§ **Task directions**
Return exactly the span that opens with the line containing "351L480 355L483 352L484" and closes with the final line of the records, both included.

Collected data
*** Begin section ***
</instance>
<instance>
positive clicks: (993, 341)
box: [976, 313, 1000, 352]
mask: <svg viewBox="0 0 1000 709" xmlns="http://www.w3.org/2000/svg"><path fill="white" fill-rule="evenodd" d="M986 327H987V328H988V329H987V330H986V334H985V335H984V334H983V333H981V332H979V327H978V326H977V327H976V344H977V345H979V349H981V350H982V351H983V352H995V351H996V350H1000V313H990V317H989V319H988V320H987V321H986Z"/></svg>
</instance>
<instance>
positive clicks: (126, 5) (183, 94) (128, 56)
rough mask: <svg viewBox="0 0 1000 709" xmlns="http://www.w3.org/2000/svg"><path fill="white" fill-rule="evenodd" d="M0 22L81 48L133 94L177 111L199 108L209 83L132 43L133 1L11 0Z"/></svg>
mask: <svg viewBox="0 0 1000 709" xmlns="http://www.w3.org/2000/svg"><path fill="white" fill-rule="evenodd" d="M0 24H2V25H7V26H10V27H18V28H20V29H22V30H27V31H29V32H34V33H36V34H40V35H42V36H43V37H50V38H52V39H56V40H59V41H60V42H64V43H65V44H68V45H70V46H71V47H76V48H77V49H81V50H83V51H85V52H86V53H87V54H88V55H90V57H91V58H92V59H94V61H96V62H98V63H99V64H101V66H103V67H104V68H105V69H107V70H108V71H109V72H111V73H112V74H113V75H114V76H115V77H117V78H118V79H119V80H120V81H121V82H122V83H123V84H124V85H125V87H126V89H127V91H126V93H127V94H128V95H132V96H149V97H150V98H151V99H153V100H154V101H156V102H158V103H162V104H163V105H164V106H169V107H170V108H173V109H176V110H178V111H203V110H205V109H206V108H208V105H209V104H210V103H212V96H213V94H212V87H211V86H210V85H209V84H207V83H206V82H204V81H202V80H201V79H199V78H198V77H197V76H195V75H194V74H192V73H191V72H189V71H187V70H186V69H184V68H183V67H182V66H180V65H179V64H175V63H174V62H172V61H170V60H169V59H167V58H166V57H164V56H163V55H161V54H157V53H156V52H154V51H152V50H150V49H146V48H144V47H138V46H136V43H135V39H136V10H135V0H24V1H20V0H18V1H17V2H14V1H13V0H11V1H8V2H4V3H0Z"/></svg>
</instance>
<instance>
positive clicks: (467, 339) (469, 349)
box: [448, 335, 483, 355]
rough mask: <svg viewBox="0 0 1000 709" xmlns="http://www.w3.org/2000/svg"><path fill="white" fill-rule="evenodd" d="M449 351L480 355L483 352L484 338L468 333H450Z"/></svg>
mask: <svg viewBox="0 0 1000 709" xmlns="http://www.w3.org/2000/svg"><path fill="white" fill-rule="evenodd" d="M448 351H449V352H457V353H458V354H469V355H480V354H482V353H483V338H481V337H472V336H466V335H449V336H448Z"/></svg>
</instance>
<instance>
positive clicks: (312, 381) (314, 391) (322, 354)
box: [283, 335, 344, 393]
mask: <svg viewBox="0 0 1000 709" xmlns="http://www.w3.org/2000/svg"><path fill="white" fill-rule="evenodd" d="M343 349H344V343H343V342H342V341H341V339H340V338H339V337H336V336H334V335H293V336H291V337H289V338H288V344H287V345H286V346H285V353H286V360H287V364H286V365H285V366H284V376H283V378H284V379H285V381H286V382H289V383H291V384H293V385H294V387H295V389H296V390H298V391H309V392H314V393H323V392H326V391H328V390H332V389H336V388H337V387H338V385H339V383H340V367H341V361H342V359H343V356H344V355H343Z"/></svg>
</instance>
*** End section ***
§ **Solution for this problem**
rough mask: <svg viewBox="0 0 1000 709" xmlns="http://www.w3.org/2000/svg"><path fill="white" fill-rule="evenodd" d="M449 351L480 355L483 352L484 338L468 333H450Z"/></svg>
mask: <svg viewBox="0 0 1000 709" xmlns="http://www.w3.org/2000/svg"><path fill="white" fill-rule="evenodd" d="M448 351H449V352H457V353H458V354H469V355H480V354H482V353H483V338H481V337H472V336H466V335H449V336H448Z"/></svg>
</instance>
<instance>
positive clicks: (312, 381) (314, 391) (322, 354)
box: [283, 335, 344, 393]
mask: <svg viewBox="0 0 1000 709" xmlns="http://www.w3.org/2000/svg"><path fill="white" fill-rule="evenodd" d="M343 349H344V343H343V342H342V341H341V339H340V338H339V337H336V336H334V335H293V336H291V337H289V338H288V344H287V345H286V346H285V353H286V360H287V364H286V365H285V366H284V376H283V378H284V379H285V381H286V382H289V383H291V384H293V385H294V387H295V389H296V390H298V391H309V392H314V393H323V392H326V391H328V390H332V389H336V388H337V387H338V385H339V383H340V367H341V361H342V359H343V356H344V355H343Z"/></svg>
</instance>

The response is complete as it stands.